**GIVEN TASK:**
Write out the data again exactly, skipping every picture.

**PROVIDED MATERIAL:**
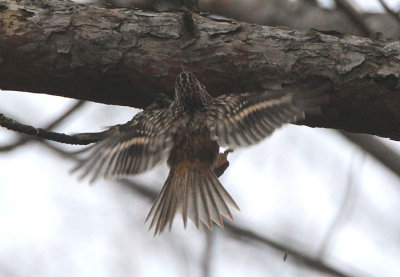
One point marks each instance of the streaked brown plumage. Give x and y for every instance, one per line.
x=189, y=130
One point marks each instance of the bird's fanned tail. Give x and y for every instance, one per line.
x=196, y=193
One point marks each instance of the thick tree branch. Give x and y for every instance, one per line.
x=14, y=125
x=122, y=56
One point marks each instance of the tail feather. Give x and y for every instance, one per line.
x=197, y=194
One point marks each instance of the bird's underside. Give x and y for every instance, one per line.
x=188, y=131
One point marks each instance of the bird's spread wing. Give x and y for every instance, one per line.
x=240, y=120
x=130, y=148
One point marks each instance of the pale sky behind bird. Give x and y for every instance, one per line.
x=290, y=188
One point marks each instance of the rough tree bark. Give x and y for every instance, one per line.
x=123, y=56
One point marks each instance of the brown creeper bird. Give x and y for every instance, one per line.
x=189, y=131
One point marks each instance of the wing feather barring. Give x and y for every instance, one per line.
x=188, y=131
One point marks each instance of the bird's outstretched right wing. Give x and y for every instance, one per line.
x=130, y=148
x=245, y=119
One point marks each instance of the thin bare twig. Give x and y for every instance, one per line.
x=14, y=125
x=233, y=230
x=345, y=208
x=354, y=16
x=22, y=140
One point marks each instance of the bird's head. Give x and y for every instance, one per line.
x=189, y=90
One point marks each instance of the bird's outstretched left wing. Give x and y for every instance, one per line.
x=245, y=119
x=130, y=148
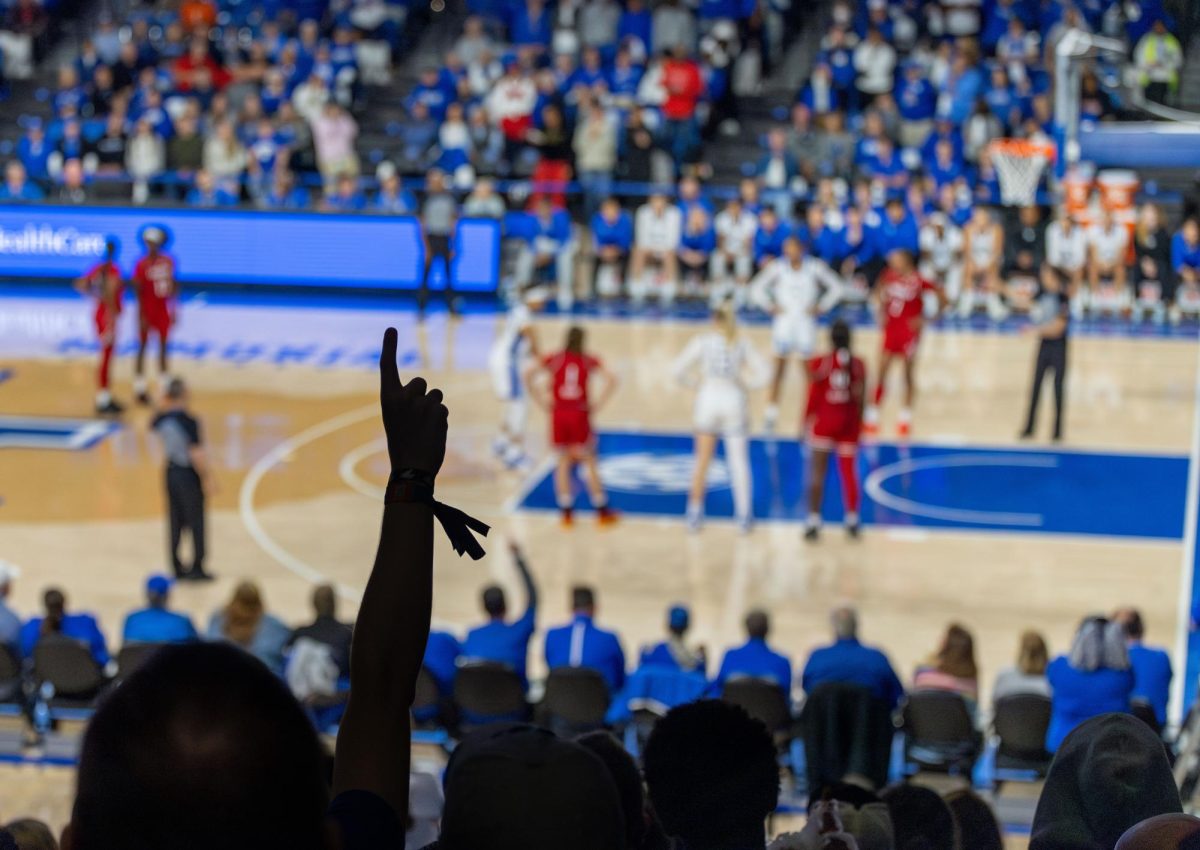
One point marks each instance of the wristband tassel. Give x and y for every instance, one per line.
x=457, y=525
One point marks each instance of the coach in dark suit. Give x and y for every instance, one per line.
x=187, y=478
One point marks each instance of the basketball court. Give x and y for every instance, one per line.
x=965, y=522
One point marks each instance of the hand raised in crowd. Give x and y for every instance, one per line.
x=414, y=418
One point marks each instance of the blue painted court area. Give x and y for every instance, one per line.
x=913, y=485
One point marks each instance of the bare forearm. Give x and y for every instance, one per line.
x=389, y=644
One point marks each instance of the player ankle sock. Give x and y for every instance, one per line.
x=849, y=483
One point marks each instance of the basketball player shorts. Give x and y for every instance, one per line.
x=900, y=339
x=834, y=434
x=720, y=409
x=106, y=325
x=159, y=322
x=570, y=429
x=793, y=335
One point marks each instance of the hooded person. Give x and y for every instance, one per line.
x=1109, y=773
x=1163, y=832
x=515, y=786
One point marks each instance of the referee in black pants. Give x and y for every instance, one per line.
x=1053, y=317
x=187, y=478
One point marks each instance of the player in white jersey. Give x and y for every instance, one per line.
x=1108, y=247
x=732, y=262
x=983, y=249
x=795, y=289
x=941, y=253
x=1067, y=258
x=515, y=348
x=723, y=366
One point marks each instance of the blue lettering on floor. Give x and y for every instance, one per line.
x=49, y=432
x=909, y=485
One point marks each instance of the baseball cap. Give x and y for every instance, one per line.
x=157, y=584
x=9, y=572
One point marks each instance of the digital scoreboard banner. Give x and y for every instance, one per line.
x=245, y=247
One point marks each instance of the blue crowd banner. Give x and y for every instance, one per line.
x=246, y=247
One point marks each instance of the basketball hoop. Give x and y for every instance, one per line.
x=1019, y=165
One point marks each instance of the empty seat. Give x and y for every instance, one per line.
x=69, y=666
x=1020, y=723
x=575, y=701
x=940, y=732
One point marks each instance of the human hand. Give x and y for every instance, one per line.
x=413, y=415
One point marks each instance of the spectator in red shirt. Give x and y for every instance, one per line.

**EXPECTED ANSWER:**
One point marks each instance of the streaked brown plumage. Give x and y for every instance, one per line.
x=189, y=130
One point marks each instance of the bird's fanned tail. Give x and y for every instance, one per line.
x=196, y=193
One point marks each instance of the thick tree branch. Give x and y for every instance, one per line.
x=14, y=125
x=122, y=56
One point marks each instance of the tail feather. Give x and y for every instance, one per line.
x=197, y=194
One point marks each instance of the bird's underside. Give x and y for every instance, one per line.
x=188, y=131
One point marks each instance of the bird's spread wing. Give x and y for every instance, one per line.
x=240, y=120
x=130, y=148
One point marks each instance of the pale sky behind bird. Give x and y for every instance, one per line.
x=290, y=188
One point marks each instance of the rough tree bark. Give x and y for every instance, one per line.
x=123, y=56
One point marks each instance of the brown creeper bird. Give x and y for every instance, one per line.
x=189, y=131
One point marks each instance of the wing feather barring. Give x and y for every instance, one per line.
x=188, y=131
One point marks each instance of the bird's outstretched right wing. Give x and y for every instance, one per line.
x=130, y=148
x=245, y=119
One point marks each instance of the thin bare twig. Give x and y for every instance, one per line.
x=14, y=125
x=233, y=230
x=345, y=208
x=354, y=16
x=22, y=140
One point marks each instance of the bird's head. Give x and y for every instance, one per line.
x=189, y=90
One point marks each instance of the bird's outstretched left wing. Give x and y for every instance, one per line.
x=245, y=119
x=130, y=148
One point marks each instance of the wristband tassel. Give x and y for every instance, one per line.
x=457, y=525
One point marks each instance of the coach in dark suit. Give x and y for every instance, one per line.
x=187, y=478
One point marks each instance of the basketball court. Give x and y for every instance, one per line.
x=965, y=522
One point marks each instance of the hand raised in crowd. Give x and y for every instance, one per line.
x=414, y=418
One point marks each instance of the blue painted court area. Give x and y for every instance, one per line.
x=913, y=485
One point marks each instance of the bare forearm. Give x and y for every instance, one per line.
x=389, y=644
One point marks each instance of the player ankle sock. Give x and y for every instance, one per line.
x=849, y=483
One point marks each instance of the basketball player shorts. Give x and y for every instance, one per line.
x=900, y=339
x=834, y=434
x=720, y=409
x=106, y=325
x=159, y=322
x=570, y=429
x=793, y=335
One point marks each instance of the hooded person. Give x and y for every instance, one per line.
x=1109, y=773
x=1163, y=832
x=515, y=786
One point marks each instance of the referee in black pants. Give x and y for every instance, one per line.
x=1053, y=317
x=187, y=478
One point marks each instance of the player in white jersey. Give x and y for every instance, one per line.
x=1108, y=247
x=732, y=262
x=983, y=249
x=795, y=289
x=941, y=253
x=1067, y=258
x=515, y=348
x=723, y=366
One point marks each instance of the blue lettering on floor. Give x and y for every instance, one per line.
x=49, y=432
x=909, y=485
One point marks each instance of the baseball cap. Give x and y for every instance, one per line.
x=157, y=584
x=9, y=572
One point marks each instance of the digital scoreboard banner. Give x and y for every instance, one per line.
x=245, y=247
One point marks each instance of the blue crowd banner. Give x and y for every instance, one per line.
x=246, y=247
One point marks each instance of the basketball hoop. Give x and y for every instance, one per line.
x=1019, y=165
One point marks each instance of the empty seat. Give x and y for every instance, one per line.
x=69, y=666
x=1020, y=723
x=575, y=701
x=940, y=732
One point marks each instance of the human hand. Give x and y for every instance, one per line.
x=413, y=415
One point marks each instance of the spectator in red shirt. Give x and y for every instance, one per line.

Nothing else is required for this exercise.